(Referring expression data)
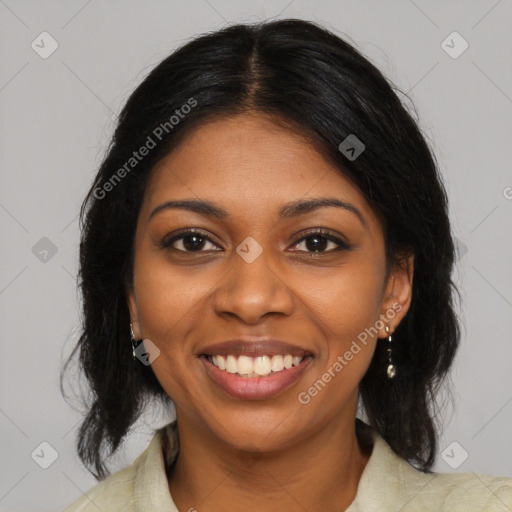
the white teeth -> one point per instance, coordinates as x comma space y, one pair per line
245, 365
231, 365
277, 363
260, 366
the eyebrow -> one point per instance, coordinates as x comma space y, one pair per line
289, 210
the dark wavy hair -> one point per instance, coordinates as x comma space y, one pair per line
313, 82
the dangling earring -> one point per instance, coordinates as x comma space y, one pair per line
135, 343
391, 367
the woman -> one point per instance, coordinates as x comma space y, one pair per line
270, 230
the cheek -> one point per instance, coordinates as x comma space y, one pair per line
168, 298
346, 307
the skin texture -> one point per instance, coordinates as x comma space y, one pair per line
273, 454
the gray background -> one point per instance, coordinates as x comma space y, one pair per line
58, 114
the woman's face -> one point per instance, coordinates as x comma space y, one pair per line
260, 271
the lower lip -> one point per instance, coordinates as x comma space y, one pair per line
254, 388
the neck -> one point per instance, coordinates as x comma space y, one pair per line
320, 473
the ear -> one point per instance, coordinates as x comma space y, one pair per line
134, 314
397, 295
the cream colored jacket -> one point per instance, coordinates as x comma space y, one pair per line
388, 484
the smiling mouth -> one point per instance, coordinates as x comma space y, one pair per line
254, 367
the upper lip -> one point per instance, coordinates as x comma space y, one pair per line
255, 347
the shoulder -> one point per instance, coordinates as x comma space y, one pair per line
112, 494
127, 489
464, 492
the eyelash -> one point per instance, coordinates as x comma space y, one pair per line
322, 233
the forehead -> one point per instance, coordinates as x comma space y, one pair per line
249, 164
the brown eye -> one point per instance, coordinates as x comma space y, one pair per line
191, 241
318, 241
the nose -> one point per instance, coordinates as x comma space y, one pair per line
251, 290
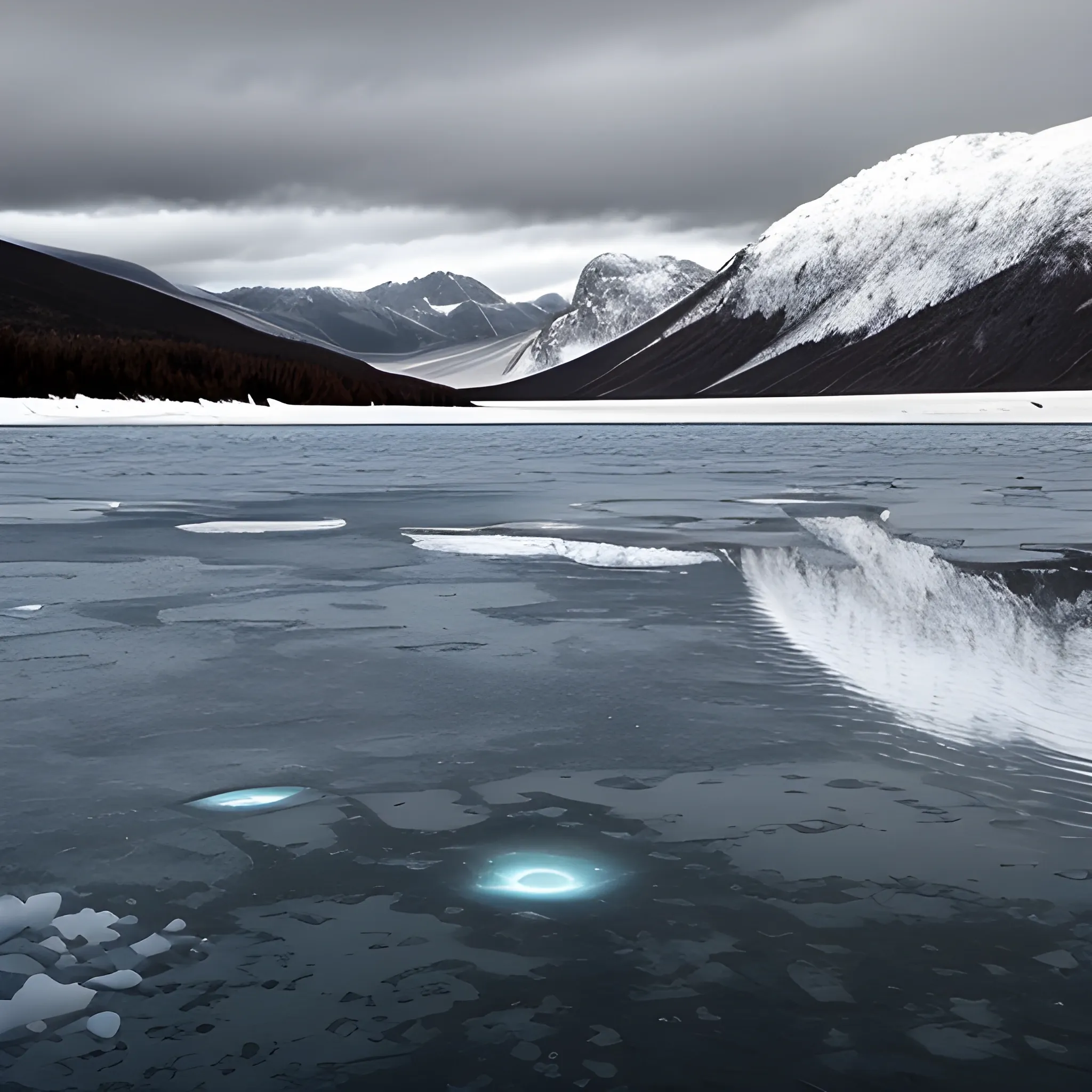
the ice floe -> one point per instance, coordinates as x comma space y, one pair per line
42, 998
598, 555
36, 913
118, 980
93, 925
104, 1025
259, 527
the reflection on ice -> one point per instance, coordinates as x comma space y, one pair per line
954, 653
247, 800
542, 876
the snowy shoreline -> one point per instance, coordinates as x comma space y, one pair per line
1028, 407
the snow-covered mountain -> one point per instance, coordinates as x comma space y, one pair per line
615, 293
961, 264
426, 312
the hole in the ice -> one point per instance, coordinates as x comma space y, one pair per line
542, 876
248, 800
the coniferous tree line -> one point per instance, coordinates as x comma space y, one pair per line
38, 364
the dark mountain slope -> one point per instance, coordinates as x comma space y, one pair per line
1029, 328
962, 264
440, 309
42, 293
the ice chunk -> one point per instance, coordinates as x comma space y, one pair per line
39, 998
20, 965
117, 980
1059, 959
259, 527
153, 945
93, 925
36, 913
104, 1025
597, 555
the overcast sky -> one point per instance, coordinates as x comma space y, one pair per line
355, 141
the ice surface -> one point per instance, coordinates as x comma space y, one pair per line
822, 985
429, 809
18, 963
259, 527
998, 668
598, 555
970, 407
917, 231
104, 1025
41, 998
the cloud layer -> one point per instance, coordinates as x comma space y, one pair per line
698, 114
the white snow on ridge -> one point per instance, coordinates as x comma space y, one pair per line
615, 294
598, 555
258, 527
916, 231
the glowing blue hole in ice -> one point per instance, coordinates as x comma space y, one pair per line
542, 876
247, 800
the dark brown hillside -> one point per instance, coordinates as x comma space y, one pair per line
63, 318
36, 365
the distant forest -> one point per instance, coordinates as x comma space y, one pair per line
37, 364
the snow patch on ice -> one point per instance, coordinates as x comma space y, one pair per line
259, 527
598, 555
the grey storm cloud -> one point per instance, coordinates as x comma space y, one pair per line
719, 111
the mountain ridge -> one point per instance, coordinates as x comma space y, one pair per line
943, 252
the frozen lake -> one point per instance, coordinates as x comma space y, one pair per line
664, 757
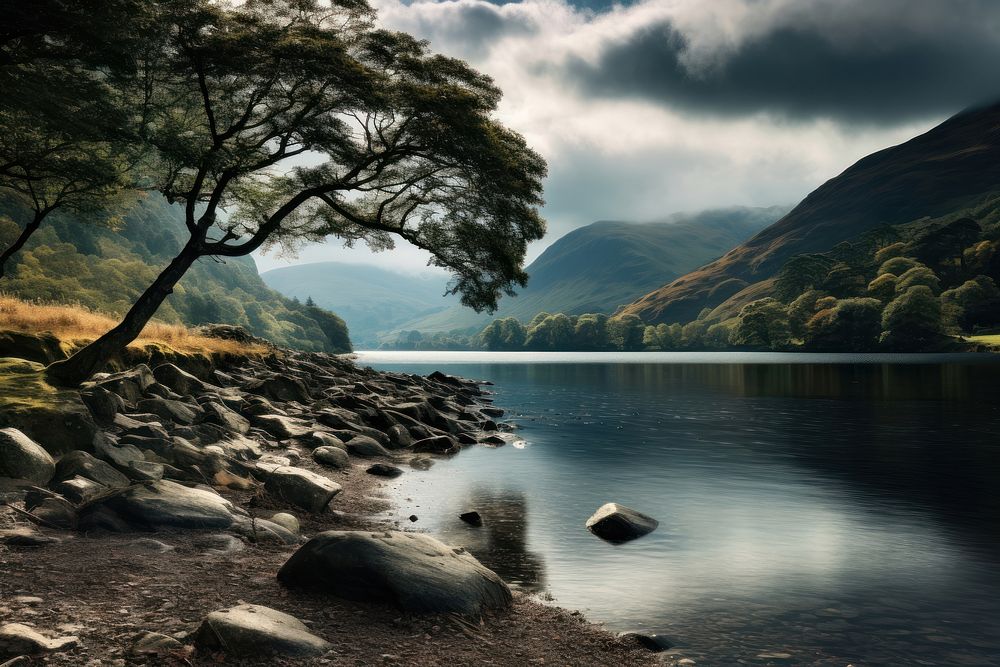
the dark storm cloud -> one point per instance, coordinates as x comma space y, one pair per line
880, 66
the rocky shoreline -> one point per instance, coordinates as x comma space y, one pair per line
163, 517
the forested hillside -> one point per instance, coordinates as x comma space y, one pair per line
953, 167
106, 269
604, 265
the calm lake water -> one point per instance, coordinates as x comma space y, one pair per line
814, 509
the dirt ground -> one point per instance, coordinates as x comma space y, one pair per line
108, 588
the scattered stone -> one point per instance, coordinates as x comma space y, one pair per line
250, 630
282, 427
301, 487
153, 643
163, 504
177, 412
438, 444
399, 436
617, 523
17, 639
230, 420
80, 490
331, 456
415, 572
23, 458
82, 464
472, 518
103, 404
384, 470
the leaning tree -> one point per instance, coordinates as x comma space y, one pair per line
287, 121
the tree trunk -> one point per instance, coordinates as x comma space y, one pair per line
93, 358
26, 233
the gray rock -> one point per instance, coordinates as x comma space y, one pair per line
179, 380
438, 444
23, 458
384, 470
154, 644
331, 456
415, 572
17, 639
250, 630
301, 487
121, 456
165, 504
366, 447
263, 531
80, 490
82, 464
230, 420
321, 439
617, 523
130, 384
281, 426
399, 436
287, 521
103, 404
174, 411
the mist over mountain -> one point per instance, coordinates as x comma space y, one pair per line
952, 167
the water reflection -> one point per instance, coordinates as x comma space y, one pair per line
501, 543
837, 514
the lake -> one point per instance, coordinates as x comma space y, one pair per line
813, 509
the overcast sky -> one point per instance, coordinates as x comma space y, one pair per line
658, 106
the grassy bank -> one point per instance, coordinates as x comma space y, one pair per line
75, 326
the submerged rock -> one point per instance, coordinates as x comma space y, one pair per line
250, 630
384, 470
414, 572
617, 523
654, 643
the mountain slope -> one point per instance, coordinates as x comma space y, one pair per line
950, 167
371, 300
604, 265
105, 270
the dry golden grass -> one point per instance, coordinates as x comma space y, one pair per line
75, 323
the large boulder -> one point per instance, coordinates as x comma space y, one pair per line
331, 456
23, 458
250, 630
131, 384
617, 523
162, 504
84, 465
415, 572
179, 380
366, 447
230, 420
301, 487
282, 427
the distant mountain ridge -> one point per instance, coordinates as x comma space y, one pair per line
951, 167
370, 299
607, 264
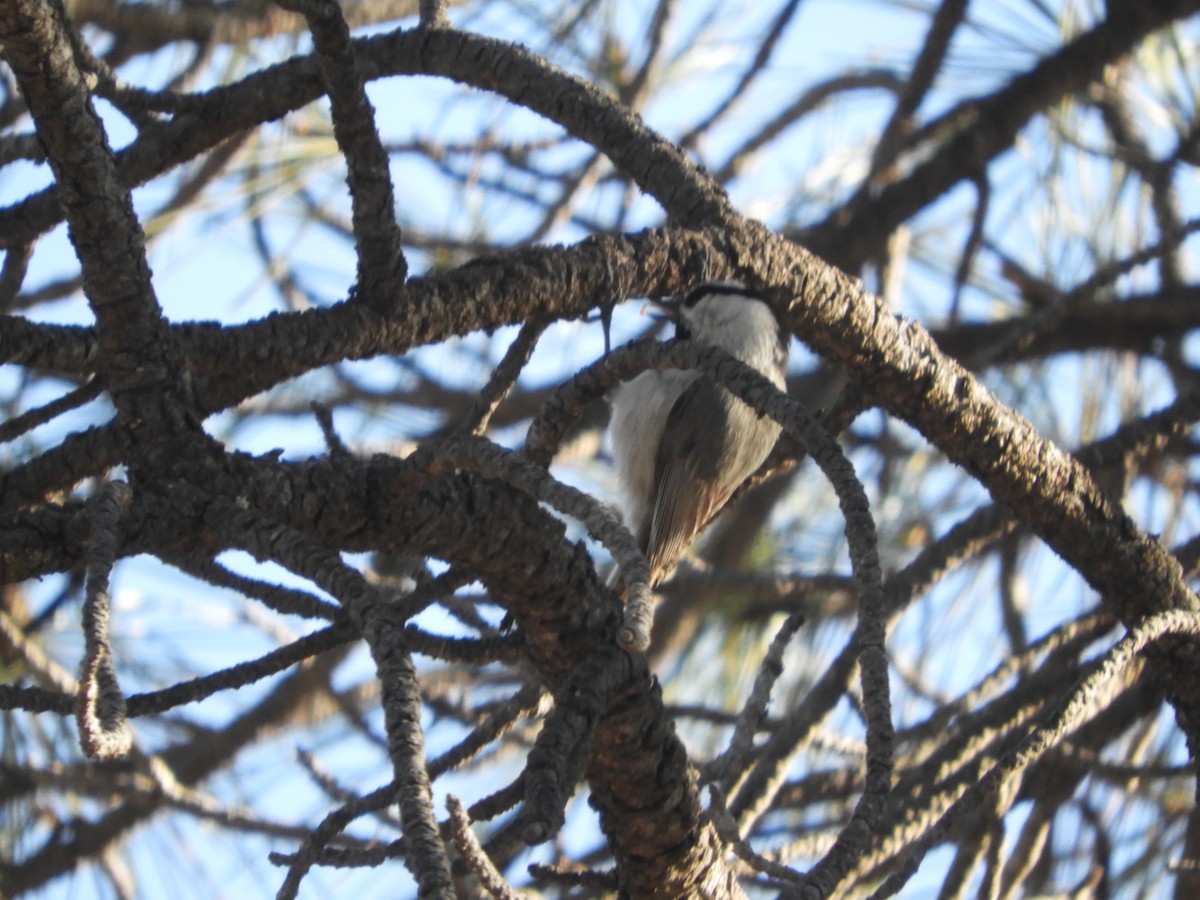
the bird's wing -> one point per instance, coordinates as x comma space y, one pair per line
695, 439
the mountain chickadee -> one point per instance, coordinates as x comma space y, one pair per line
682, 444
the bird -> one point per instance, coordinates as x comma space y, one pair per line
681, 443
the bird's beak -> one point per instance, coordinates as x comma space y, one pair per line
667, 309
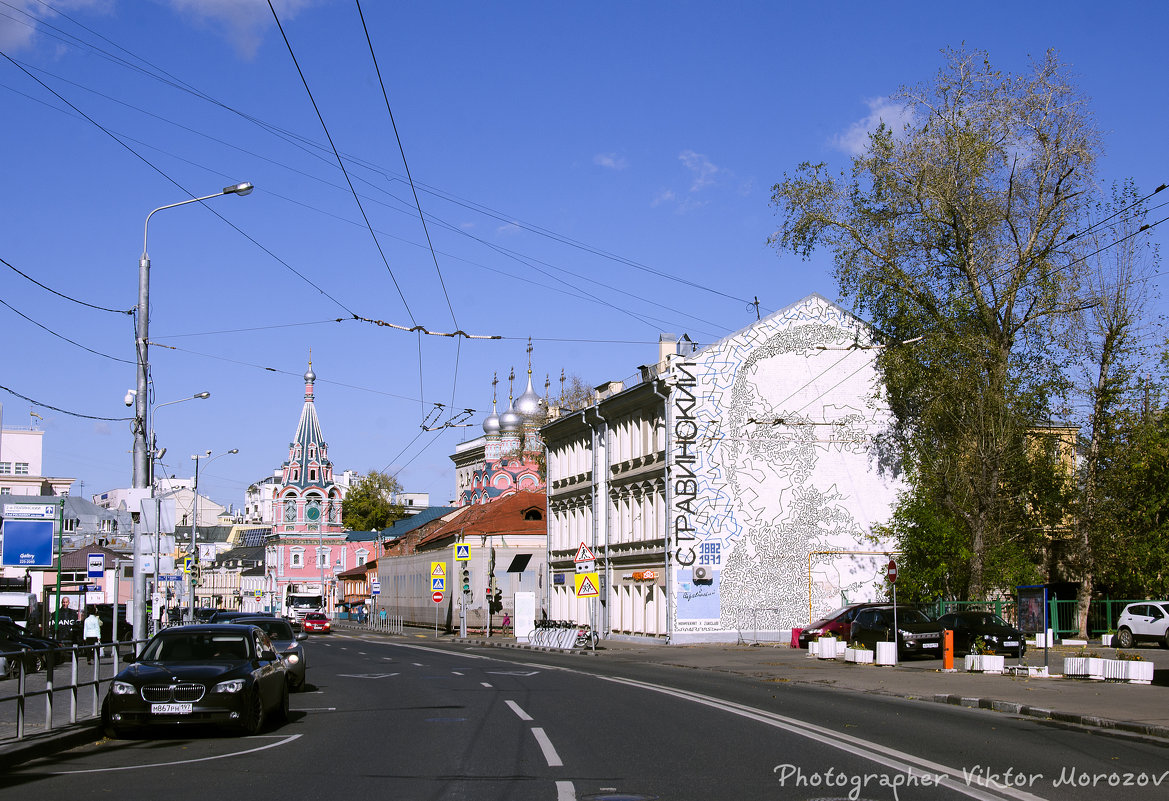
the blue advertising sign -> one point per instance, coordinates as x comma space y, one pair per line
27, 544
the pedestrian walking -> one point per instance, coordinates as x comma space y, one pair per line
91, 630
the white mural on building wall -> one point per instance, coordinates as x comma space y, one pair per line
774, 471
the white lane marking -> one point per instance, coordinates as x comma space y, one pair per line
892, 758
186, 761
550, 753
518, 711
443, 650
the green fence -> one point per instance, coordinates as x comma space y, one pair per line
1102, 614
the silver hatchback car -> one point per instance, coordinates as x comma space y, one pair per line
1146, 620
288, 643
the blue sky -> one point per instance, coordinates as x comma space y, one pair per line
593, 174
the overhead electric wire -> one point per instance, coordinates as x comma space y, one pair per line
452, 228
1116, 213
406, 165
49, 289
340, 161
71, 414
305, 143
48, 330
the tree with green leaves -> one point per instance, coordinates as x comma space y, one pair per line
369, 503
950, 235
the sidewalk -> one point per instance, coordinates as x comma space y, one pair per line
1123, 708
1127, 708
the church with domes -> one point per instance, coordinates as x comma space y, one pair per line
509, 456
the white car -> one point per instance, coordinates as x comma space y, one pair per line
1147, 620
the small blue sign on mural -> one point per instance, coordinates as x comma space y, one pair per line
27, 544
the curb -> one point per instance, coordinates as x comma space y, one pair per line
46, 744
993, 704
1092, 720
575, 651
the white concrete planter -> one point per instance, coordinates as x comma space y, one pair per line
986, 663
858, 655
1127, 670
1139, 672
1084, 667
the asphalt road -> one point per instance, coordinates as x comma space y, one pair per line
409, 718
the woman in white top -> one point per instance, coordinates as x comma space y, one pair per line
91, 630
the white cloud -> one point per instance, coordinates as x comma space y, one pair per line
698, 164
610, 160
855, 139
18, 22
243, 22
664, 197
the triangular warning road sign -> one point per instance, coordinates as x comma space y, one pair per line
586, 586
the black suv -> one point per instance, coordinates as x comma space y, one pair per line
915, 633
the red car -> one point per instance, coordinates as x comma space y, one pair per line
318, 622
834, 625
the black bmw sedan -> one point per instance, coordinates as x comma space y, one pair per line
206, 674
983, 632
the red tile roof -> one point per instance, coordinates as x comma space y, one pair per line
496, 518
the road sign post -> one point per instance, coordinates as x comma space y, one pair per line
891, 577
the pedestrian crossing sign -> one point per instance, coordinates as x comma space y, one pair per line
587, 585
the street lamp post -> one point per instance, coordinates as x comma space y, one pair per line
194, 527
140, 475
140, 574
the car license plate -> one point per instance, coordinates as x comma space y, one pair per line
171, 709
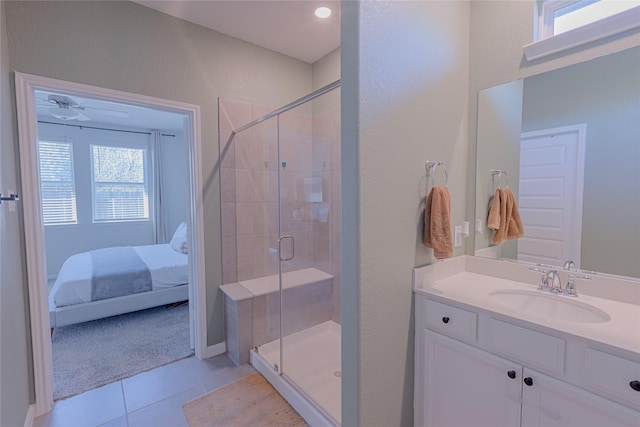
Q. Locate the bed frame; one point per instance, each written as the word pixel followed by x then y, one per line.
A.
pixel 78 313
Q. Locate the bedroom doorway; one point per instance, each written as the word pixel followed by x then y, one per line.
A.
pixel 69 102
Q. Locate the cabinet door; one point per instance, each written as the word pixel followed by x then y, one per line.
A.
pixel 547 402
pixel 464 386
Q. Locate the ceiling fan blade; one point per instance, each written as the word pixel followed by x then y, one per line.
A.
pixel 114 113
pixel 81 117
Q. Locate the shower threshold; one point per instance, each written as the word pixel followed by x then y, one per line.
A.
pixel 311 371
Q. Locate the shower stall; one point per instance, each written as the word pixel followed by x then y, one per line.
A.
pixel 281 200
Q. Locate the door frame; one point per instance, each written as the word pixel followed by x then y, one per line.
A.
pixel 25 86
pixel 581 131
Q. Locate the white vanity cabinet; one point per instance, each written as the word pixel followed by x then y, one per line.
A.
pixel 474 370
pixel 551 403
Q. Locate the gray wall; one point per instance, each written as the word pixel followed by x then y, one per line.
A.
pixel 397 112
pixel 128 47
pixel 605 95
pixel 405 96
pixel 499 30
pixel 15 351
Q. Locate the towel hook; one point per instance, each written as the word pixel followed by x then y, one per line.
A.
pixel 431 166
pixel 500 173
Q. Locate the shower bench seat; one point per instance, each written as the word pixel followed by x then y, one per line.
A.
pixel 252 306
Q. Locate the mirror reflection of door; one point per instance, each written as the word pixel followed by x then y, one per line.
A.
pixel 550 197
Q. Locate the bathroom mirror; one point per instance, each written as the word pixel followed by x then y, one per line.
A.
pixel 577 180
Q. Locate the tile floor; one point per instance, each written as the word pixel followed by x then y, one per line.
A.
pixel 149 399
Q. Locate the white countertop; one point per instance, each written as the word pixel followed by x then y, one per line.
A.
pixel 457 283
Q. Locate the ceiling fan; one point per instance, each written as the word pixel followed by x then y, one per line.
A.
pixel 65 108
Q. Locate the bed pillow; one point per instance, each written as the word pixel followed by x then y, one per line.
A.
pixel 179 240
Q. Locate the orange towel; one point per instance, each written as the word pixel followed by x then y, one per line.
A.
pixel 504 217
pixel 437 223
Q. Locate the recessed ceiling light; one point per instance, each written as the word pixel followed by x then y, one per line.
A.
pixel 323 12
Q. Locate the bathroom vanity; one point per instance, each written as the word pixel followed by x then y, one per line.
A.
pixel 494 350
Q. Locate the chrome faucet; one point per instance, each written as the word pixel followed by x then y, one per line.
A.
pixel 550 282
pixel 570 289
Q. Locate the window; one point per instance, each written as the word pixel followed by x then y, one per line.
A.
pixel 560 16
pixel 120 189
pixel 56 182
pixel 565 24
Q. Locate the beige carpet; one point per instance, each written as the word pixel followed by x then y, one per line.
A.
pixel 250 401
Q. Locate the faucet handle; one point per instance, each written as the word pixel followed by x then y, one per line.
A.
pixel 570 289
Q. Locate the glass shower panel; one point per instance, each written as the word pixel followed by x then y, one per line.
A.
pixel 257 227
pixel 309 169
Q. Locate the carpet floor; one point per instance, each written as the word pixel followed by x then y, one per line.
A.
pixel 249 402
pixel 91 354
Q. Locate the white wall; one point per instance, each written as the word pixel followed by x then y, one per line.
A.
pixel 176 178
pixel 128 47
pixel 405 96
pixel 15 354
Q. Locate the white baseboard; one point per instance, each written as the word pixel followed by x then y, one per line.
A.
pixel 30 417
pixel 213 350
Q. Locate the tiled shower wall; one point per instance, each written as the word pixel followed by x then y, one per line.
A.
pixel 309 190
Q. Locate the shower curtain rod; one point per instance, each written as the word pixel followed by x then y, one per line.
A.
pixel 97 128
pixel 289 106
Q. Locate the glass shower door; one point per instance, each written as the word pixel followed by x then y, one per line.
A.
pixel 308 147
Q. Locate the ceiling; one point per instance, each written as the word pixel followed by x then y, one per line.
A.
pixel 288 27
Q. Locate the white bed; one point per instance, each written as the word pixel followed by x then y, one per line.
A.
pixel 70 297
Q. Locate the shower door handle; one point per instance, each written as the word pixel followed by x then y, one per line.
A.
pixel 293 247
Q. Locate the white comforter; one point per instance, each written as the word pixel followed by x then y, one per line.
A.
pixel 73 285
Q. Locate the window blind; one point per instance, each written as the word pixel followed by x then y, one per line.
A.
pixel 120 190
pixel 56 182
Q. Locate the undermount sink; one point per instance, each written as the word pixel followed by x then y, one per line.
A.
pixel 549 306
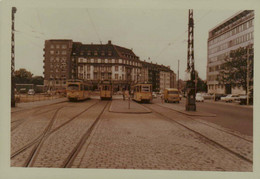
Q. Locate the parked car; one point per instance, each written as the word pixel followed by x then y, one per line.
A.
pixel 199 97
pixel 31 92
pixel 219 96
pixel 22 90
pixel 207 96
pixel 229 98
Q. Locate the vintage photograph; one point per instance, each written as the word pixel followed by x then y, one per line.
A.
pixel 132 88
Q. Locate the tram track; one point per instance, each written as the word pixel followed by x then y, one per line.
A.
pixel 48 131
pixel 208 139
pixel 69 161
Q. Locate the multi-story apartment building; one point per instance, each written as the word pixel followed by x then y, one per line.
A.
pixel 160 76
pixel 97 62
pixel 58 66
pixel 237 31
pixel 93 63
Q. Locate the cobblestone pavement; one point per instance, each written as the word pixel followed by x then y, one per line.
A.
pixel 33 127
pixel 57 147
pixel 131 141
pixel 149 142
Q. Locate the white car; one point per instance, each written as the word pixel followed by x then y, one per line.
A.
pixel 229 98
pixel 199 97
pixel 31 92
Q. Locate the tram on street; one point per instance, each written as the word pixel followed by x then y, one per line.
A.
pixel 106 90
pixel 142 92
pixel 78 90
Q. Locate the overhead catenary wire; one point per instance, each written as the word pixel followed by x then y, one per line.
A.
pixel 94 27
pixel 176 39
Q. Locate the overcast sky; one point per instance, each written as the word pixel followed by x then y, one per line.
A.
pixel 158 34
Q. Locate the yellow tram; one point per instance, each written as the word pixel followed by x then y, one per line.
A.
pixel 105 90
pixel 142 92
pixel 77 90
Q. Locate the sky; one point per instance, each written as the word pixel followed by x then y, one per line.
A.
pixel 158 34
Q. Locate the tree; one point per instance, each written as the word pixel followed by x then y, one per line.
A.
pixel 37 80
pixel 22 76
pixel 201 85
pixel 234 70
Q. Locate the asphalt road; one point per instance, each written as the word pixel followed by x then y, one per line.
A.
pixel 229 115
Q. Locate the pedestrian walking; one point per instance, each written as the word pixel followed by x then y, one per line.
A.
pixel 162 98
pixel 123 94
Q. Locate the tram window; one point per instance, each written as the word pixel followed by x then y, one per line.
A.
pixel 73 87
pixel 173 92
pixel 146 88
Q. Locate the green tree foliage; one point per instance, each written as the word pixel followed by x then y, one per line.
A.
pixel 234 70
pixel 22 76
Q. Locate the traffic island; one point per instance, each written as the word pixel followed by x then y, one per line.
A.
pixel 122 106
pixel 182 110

● Task directions
What is needed is every line of the records that contains the word "vanity".

● Written solution
Q. Locate the white vanity cabinet; one point per instance, each written as the word pixel followed by x then y, one per line.
Q. Locate the bathroom vanity; one point per instance, each written as the word pixel followed by x then y, one per line.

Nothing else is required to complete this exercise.